### Task statement:
In the listing below, which lines contain the word "holding"? Copy each such line, treating uppercase and lowercase as different.

### Items from a dataset:
** begin **
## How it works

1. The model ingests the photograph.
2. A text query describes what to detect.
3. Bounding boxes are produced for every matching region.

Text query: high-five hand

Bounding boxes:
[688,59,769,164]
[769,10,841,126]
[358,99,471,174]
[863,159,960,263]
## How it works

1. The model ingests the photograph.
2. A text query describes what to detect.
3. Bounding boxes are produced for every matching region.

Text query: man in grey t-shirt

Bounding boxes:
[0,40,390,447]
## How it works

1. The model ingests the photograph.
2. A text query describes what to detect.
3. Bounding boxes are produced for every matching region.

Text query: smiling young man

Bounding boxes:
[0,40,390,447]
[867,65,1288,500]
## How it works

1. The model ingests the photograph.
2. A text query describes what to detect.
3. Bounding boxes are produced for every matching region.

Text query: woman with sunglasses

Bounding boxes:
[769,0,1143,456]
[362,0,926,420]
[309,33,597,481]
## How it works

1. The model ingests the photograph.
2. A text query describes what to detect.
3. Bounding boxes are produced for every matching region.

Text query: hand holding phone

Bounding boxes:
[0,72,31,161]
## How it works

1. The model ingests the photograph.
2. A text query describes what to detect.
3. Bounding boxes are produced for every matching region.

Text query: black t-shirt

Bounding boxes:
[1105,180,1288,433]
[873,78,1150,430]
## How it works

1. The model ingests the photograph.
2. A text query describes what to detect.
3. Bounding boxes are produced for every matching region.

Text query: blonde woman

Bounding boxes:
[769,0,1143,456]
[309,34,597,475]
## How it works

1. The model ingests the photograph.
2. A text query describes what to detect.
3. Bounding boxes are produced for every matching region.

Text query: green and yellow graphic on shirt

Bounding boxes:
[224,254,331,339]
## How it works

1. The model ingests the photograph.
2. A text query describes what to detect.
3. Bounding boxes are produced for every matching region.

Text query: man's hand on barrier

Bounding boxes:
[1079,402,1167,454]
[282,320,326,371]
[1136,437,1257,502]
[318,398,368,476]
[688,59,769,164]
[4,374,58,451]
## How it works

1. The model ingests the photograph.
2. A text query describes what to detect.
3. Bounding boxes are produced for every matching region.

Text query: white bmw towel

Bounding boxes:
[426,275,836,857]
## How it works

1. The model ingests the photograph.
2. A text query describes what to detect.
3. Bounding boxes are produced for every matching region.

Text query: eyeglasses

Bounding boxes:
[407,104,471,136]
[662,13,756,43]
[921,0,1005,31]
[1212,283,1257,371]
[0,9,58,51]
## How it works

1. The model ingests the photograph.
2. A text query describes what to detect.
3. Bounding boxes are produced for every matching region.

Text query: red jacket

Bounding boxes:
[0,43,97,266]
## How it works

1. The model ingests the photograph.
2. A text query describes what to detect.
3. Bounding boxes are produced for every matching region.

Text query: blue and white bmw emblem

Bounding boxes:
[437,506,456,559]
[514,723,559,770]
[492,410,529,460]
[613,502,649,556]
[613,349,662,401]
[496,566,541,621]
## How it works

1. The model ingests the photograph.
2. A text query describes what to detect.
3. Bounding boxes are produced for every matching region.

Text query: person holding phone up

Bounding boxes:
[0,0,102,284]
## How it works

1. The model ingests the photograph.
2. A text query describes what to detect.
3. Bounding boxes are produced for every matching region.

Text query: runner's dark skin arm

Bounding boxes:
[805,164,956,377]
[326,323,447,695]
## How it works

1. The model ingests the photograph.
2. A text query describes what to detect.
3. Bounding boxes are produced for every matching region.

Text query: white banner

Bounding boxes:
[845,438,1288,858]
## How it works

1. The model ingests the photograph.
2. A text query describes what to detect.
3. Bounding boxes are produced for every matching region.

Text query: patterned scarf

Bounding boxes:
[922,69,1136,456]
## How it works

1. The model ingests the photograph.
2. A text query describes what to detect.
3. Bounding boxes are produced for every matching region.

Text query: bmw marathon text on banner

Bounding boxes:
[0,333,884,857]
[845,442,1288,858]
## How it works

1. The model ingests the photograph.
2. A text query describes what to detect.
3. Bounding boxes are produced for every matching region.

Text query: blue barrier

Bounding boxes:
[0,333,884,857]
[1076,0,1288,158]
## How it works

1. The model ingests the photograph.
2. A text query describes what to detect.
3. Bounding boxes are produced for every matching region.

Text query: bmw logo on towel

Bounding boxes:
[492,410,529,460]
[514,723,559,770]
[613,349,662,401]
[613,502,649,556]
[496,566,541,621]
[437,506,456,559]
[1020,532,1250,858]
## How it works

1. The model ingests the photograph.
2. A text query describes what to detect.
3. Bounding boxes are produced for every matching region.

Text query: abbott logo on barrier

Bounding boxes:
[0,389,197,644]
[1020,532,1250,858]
** end **
### Result:
Text query: hand holding phone
Text query: person holding phone up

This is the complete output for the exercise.